Point annotation records
--- Start ---

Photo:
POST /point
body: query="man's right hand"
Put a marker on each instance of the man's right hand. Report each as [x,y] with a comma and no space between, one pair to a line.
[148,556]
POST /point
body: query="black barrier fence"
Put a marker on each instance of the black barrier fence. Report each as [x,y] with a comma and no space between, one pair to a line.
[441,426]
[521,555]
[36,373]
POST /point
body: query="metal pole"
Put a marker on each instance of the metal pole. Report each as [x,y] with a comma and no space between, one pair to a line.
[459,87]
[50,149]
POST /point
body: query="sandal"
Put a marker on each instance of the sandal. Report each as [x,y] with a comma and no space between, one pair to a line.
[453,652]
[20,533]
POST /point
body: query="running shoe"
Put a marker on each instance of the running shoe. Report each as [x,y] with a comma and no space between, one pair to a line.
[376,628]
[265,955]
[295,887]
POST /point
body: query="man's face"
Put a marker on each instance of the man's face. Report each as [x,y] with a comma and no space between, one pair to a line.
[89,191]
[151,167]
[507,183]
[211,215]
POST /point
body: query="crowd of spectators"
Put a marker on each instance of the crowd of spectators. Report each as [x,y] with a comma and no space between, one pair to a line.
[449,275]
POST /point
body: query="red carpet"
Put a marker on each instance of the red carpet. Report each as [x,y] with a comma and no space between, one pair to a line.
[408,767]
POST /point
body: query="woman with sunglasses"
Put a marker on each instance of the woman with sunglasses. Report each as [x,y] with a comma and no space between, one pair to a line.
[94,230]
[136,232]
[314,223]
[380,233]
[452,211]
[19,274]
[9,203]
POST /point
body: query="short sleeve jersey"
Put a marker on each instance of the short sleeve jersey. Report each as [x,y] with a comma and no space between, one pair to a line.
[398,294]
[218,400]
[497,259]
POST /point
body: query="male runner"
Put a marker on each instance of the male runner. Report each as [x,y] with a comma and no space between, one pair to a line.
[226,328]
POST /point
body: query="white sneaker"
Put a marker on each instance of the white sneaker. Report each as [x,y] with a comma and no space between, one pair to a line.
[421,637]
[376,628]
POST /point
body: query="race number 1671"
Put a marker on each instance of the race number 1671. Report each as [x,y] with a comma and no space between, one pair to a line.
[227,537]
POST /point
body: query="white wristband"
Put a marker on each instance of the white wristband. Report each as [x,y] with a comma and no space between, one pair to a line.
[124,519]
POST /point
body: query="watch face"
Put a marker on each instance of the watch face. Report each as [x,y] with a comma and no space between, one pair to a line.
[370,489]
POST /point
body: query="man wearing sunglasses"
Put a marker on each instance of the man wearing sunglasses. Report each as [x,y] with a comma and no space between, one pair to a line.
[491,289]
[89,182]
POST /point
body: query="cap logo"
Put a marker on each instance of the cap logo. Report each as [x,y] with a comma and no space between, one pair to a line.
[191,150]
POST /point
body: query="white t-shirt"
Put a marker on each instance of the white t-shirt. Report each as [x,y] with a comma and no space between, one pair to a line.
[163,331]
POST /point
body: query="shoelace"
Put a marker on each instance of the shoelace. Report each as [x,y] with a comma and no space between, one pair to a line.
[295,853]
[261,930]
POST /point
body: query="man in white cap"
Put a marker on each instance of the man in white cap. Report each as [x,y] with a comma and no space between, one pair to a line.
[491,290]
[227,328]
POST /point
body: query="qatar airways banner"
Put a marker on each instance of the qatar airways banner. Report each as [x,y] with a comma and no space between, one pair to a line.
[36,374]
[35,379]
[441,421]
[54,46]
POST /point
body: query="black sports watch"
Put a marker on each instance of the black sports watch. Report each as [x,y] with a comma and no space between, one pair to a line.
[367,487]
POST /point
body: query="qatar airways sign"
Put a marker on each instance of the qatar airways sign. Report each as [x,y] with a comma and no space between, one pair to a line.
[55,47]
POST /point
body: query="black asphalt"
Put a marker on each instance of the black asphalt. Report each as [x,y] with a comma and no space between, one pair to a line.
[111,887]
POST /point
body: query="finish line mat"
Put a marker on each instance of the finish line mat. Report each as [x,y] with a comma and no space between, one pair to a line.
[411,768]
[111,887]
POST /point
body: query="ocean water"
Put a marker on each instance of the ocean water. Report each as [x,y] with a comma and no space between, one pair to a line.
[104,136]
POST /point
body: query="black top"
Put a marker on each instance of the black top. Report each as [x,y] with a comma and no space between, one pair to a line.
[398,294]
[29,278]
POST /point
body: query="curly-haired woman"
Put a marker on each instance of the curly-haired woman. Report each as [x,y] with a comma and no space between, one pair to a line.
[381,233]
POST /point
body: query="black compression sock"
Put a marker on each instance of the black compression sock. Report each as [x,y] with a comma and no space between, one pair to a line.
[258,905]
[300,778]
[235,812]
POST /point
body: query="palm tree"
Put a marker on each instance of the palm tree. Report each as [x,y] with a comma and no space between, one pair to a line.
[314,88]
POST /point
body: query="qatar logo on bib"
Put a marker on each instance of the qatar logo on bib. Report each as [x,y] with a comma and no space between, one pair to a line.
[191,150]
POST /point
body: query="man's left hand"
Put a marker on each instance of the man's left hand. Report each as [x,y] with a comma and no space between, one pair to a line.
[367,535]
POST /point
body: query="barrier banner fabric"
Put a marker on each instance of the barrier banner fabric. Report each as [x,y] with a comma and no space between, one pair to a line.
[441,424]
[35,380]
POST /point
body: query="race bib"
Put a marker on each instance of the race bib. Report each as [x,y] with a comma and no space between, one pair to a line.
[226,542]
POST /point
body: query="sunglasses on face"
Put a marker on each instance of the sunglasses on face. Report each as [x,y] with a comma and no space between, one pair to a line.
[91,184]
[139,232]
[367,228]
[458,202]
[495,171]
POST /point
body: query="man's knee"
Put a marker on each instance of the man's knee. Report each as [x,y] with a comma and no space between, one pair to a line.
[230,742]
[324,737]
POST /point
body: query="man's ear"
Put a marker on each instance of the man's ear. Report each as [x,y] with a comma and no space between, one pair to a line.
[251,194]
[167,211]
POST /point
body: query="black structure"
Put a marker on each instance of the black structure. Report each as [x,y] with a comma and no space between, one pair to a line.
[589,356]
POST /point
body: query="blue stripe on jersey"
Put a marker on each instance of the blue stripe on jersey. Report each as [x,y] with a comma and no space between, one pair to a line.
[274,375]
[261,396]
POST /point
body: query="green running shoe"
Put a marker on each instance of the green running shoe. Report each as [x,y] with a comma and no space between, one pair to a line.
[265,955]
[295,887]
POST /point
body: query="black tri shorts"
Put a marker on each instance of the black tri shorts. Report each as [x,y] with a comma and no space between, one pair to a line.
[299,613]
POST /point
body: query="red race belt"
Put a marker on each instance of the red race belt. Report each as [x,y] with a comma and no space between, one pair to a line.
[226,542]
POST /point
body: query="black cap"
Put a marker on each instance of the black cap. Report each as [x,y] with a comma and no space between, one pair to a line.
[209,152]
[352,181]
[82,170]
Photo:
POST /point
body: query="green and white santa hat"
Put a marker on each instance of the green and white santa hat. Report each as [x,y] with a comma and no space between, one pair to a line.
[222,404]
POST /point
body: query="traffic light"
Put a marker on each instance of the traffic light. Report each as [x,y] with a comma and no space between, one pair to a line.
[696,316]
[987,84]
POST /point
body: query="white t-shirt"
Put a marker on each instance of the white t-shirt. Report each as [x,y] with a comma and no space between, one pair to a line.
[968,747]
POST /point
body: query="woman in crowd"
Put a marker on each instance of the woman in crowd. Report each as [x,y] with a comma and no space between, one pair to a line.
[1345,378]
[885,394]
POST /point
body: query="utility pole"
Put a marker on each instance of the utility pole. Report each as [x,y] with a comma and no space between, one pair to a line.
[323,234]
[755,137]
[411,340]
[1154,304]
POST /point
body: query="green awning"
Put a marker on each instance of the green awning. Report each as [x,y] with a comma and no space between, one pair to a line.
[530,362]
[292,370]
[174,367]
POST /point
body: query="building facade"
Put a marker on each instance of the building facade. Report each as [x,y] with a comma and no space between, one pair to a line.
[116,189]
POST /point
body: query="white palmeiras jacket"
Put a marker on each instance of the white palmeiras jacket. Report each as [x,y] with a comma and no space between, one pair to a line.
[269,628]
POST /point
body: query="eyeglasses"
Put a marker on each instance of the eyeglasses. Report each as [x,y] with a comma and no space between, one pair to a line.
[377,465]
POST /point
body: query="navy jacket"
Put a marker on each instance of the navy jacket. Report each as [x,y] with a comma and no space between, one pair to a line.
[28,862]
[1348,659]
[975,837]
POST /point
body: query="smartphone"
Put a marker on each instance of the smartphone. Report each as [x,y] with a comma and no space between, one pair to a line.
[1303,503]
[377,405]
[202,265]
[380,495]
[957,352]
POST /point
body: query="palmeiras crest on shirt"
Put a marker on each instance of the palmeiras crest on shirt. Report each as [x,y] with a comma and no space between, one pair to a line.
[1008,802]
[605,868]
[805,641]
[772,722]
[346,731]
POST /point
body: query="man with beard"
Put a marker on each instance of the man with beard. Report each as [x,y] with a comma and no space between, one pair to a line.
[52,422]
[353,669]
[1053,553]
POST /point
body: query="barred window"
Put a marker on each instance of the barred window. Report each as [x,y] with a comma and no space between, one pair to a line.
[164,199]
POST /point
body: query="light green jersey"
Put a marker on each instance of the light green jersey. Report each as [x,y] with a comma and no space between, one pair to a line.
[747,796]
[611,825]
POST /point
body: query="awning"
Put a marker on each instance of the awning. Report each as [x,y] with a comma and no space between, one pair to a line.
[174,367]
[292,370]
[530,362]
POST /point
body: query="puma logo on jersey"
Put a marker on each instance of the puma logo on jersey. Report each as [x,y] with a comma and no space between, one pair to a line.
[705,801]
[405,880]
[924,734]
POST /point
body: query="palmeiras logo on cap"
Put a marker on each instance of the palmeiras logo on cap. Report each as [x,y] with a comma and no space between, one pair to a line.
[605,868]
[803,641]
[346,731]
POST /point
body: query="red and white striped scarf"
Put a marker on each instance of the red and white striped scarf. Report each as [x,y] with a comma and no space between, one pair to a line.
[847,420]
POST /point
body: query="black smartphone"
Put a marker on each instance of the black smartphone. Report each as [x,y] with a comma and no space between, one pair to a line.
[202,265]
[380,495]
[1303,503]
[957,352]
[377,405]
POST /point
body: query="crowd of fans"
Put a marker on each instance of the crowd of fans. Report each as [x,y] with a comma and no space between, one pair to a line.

--- End ---

▶ _THE REQUEST_: Gather every line of the records that contains the word "awning" and copy those lines out.

▶ _SOLUTION BELOW_:
body: query="green awning"
Put a marker on each instance of the green awning. Report each as [x,y] with a comma and no space between, one pair to a line.
body: query="awning"
Put a marker on each instance of the awning. Report each as [x,y] with a comma and no space between, one pair to a line.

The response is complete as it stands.